# Instructions for the task
Count the lines in the entries below that contain the word "must", and reply with the number alone.
## Begin Information provided
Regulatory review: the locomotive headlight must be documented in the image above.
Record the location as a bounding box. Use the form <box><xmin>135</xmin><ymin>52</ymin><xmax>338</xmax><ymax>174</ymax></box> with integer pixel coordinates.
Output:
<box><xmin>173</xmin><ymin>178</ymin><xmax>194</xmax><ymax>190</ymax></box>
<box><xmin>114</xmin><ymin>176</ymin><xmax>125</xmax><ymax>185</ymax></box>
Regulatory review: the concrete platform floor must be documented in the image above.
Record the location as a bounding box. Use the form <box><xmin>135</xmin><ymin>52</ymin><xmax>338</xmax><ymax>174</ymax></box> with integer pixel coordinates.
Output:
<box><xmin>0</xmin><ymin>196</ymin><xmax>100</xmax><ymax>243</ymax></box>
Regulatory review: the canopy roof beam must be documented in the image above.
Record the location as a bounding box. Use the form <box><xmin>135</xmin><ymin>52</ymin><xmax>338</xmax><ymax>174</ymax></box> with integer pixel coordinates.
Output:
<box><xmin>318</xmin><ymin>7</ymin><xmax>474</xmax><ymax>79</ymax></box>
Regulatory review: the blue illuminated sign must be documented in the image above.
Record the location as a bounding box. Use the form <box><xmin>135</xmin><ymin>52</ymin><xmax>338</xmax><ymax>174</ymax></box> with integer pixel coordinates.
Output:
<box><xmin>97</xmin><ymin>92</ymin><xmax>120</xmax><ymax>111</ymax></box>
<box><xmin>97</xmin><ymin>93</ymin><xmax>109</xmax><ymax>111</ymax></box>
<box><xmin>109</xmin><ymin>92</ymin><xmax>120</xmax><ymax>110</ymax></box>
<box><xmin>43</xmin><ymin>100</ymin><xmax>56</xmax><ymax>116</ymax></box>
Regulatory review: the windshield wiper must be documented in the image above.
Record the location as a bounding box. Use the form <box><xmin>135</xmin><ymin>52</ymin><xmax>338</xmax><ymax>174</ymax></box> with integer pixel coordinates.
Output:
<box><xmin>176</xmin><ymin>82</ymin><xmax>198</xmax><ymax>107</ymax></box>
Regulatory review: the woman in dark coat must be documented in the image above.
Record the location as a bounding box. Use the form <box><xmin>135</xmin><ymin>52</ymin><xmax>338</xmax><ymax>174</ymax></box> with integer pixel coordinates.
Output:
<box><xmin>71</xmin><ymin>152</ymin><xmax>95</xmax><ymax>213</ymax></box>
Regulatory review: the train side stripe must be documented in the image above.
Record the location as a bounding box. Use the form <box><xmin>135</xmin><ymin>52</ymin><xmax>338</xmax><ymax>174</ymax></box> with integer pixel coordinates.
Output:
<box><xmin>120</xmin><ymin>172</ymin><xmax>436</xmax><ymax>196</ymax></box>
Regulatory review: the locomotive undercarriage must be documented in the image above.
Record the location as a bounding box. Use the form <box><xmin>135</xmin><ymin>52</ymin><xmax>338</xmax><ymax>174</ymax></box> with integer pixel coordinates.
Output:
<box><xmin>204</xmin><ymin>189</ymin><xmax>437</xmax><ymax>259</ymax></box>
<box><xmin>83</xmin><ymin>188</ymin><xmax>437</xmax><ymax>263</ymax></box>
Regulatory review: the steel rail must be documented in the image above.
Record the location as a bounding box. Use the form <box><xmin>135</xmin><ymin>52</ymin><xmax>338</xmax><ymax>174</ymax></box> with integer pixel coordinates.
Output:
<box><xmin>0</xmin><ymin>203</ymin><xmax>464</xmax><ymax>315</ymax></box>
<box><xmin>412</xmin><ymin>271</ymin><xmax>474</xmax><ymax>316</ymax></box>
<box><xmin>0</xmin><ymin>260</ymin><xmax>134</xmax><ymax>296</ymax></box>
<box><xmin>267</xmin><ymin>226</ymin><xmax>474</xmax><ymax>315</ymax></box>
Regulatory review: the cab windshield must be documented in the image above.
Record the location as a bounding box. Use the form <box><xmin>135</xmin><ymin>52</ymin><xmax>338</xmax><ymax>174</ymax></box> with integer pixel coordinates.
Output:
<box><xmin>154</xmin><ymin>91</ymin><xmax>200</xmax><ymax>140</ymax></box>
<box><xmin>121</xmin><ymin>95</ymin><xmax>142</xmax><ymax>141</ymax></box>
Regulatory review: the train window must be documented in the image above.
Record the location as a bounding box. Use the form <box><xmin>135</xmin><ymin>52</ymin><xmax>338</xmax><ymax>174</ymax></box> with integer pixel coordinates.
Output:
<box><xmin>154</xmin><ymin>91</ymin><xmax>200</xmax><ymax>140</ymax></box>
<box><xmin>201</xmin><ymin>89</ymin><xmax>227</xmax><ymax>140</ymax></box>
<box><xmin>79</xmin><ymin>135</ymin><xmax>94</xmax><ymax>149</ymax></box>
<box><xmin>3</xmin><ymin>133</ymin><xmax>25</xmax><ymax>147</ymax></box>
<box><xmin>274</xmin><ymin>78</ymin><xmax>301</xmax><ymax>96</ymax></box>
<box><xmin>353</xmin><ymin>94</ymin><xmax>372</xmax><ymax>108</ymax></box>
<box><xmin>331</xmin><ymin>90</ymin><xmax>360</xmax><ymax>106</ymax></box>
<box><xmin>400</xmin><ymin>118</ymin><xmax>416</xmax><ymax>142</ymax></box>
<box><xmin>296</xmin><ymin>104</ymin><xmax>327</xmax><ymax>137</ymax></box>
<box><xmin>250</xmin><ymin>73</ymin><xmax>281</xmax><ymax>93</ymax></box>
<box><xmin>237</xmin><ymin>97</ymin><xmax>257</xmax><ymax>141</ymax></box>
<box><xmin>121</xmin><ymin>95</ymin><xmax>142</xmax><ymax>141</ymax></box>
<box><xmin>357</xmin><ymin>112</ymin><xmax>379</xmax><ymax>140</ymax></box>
## End Information provided
# Written response
11